The other cool factor—the one that strengthened my affection for entertainment specifically—was the number of times I walked past a movie set. My office was right around the corner from Grand Central Station and the Chrysler Building (notable NYC landmarks) and after a while it became a common occurrence for me to have to re-route down a different block because of a massive assembly of scaffolding and lighting and boom mics.
Zac Efron and Michelle Pfeiffer filming a scene from “New Year’s Eve”
on the corner of 40 St. and Park Ave in early 2011.
Which takes me to yesterday’s trip… I went in with my mom and my sister for a walking cupcake tour through the Village. After lunch at Max Brenner in Union Square and some shopping, the sun finally came out. We walked through Union Square’s Greenmarket to join our group and began our trek through six delicious dessert stops: Baked by Melissa (our family’s favorite and a traditional stop on our visits), Crumbs, Amorino, Molly’s, Milk & Cookies, and Magnolia.
Forget the cupcakes.
The highlight of the day for me was walking through
Washington Square Park.
For all the times I’ve been to New York, there is still so much I haven’t seen. Our itinerary usually keeps us in midtown, but I adore downtown Manhattan. I love the tree-lined residential streets. The gorgeous parks. The friendlier atmosphere and the absence of walking suits(1:28) everywhere. So to finally see the spot where so many notable scenes had been filmed was a thrill. That and the fact that it was a beautiful day in a classic New York spot: When we broke through the trees, there was a man playing a baby grand off to one side. There were kids literally doing cartwheels in the fountain. There was a crystal clear view of the Empire State Building through the arch and the Freedom Tower in the other direction. I could have ditched the tour right then and there just to soak it all in.
Here are some iconic Washington Square Park film spots:
Sally Albright and Harry Burns share a car ride from Chicago to New York upon graduating from college. After determining they can never be friends because Sally can’t order pie in one sentence and Harry’s a jerk or something, she drops him off at the park and they go their separate ways. One of Nora Ephron’s best and one of my personal favorites.

### SET OF TASKS
(a) Answer these questions from the piece about visiting New York:
(i) Which two landmarks was the writer's office near?
(ii) What did the group walk through to join the tour?
(iii) What could be seen clearly through the arch in Washington Square Park?
(b) Go on with the piece about visiting New York, picking up after its final sentence.

### INFORMATION PROVIDED
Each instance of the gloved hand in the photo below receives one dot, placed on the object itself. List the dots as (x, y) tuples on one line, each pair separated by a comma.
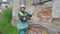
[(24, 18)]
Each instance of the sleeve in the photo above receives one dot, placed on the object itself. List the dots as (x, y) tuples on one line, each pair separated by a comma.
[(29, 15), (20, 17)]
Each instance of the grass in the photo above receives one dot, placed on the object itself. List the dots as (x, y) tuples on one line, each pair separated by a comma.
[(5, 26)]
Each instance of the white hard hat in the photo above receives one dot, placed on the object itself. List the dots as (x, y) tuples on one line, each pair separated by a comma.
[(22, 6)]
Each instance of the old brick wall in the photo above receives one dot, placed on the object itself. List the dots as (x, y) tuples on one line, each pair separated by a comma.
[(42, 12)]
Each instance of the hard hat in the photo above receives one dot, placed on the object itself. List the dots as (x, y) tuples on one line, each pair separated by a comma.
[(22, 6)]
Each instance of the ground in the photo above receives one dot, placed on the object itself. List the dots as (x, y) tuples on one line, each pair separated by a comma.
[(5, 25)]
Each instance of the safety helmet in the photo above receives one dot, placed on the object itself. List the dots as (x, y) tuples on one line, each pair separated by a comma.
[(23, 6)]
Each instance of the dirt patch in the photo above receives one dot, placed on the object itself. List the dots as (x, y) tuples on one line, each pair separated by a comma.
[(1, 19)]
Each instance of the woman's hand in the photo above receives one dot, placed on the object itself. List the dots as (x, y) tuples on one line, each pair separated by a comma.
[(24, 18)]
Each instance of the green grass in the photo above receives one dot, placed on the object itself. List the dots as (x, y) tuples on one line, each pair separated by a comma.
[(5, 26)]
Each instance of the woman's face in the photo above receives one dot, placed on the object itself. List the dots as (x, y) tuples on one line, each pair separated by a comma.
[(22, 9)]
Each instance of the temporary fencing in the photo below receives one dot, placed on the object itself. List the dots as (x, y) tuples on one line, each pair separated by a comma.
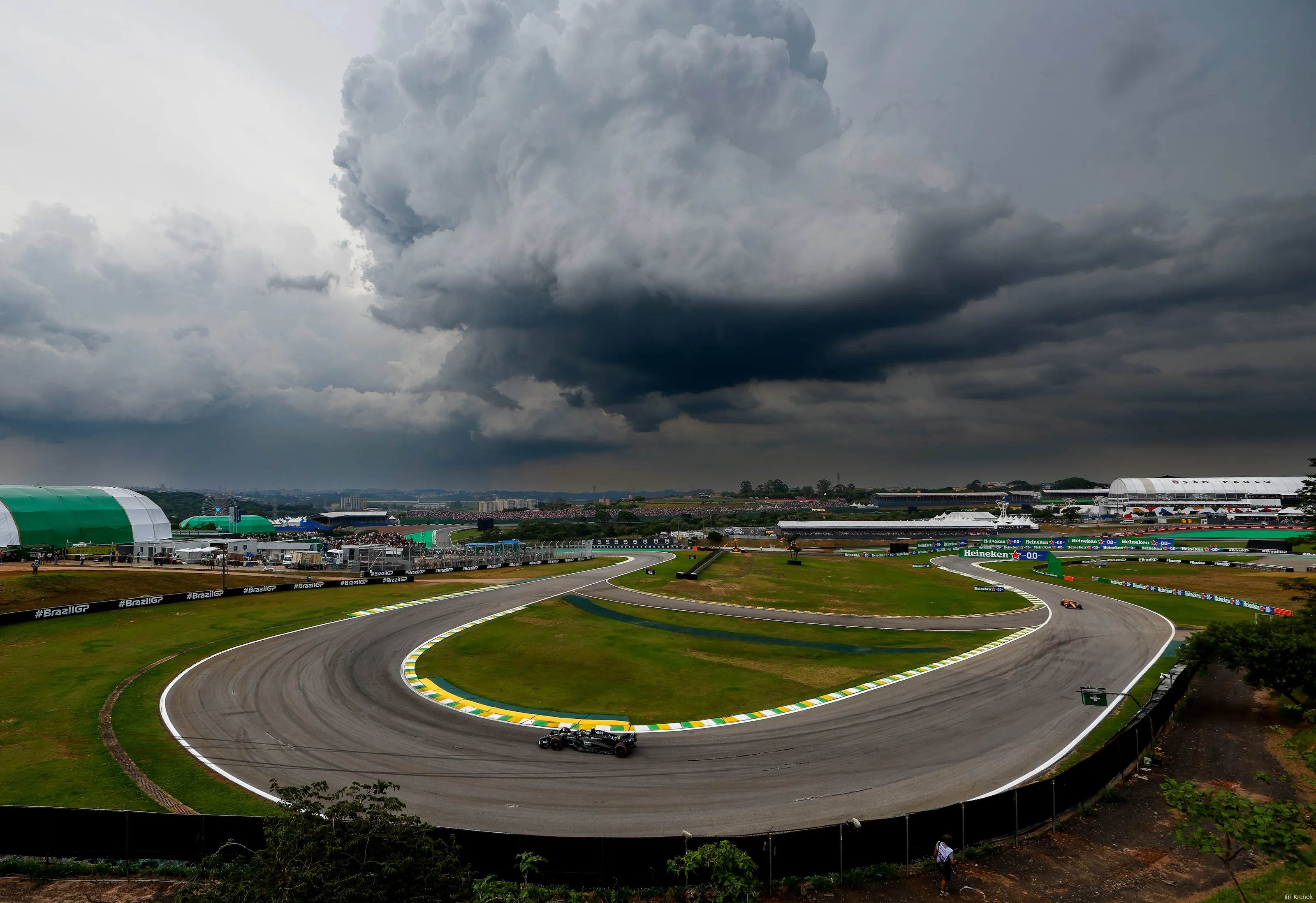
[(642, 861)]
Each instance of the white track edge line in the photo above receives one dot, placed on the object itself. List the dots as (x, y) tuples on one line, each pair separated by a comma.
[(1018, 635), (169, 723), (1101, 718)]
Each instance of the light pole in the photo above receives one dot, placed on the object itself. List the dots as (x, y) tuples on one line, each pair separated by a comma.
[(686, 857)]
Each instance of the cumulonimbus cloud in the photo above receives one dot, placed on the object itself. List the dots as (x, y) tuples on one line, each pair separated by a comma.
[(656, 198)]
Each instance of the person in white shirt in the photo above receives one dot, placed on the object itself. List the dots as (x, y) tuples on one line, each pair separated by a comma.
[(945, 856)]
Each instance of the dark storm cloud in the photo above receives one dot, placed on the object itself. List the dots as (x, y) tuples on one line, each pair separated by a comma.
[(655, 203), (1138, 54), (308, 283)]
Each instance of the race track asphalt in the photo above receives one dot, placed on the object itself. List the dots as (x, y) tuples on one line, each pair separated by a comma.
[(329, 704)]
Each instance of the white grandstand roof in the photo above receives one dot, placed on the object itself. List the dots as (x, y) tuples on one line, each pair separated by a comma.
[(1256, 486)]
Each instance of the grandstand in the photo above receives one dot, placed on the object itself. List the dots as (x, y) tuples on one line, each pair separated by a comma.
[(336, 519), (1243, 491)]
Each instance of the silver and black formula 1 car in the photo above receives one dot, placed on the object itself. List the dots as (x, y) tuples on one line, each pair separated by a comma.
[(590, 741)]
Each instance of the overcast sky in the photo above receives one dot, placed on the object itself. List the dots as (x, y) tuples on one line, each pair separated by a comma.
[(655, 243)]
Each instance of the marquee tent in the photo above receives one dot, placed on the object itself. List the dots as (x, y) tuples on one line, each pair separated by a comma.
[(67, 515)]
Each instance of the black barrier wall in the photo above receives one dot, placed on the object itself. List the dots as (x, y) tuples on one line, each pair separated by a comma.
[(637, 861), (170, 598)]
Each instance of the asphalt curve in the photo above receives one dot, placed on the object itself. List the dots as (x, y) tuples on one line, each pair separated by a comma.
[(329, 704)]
...
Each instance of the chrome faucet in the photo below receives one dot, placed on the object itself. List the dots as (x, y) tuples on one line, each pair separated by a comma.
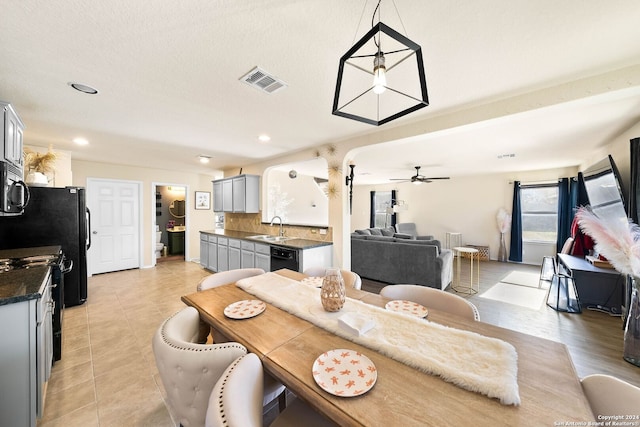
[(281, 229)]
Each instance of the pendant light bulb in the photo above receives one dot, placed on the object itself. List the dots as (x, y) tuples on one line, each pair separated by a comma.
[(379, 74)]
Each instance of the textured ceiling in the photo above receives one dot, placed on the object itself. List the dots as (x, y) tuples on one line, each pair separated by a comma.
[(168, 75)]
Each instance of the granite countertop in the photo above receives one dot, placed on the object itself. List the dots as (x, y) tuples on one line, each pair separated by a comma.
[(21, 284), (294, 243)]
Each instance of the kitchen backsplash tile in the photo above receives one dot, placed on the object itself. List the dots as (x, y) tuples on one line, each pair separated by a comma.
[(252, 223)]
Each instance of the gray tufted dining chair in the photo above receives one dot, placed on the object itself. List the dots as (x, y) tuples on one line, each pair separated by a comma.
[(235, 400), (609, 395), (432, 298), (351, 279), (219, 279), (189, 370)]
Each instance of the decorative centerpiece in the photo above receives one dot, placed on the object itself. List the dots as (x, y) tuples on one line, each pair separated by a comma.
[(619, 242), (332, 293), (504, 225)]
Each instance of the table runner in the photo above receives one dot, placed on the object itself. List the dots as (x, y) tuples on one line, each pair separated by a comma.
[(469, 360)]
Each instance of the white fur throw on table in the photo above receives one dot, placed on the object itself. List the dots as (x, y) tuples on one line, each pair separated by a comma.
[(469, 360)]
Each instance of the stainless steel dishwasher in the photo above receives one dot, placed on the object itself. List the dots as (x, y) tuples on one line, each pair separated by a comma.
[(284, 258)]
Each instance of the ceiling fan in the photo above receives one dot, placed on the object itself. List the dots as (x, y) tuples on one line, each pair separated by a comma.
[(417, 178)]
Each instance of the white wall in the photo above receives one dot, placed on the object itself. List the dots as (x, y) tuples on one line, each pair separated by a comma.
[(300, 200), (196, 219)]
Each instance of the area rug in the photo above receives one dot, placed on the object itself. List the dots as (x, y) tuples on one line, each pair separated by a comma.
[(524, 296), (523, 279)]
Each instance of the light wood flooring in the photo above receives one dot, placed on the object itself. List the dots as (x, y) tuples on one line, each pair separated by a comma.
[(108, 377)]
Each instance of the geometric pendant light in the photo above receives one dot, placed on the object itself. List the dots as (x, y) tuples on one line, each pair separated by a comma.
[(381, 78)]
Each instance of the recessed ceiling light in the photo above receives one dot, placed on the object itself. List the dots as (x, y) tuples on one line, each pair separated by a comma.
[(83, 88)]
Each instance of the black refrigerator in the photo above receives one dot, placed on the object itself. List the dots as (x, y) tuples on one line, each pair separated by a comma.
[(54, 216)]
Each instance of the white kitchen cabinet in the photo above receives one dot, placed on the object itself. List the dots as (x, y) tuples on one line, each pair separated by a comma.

### ANSWERS FOR THE TASKS
(a)
(i) Grand Central Station and the Chrysler Building
(ii) Union Square's Greenmarket
(iii) The Empire State Building

(b)
Robert Neville is the last remaining survivor after a viral plague wipes out most of the population and turns the rest into zombies with a temper not to be messed with. At least his fortress of solitude has one hell of a view. Too bad he’s forced to blow it up in the climax of the film.
Before half of Glee actually picked up and moved to New York, it was the season 2 finale that brought our favorite student singers to the Big Apple. They sang their way across Manhattan, which included a pit stop on a bench under the arch at 1:20.
Then in the season 4 premiere, Rachel and Kurt reunited near the fountain (with fans watching from behind barricades, cameras at the ready).
Evan (“August”) meets a musician in the park who, unbeknownst to both of them, is actually his biological father. They test out each others’ guitars, engaging in a little musical duel.
I was going to include the episode of Gilmore Girls where Rory visits Jess and finds him in the park, where he says he likes to read. Then I watched the scene more closely, went on IMDb, and realized it was filmed in Burbank. Still, a name drop.
Can you think of any more film appearances from the Washington Arch?
Are you a New York lover? What are your favorite spots to visit?
P.S. As an added bonus, we also found ourselves at the corner of Bedford and Grove on the tour, which is the building they used as the exterior for the Friends’ apartments.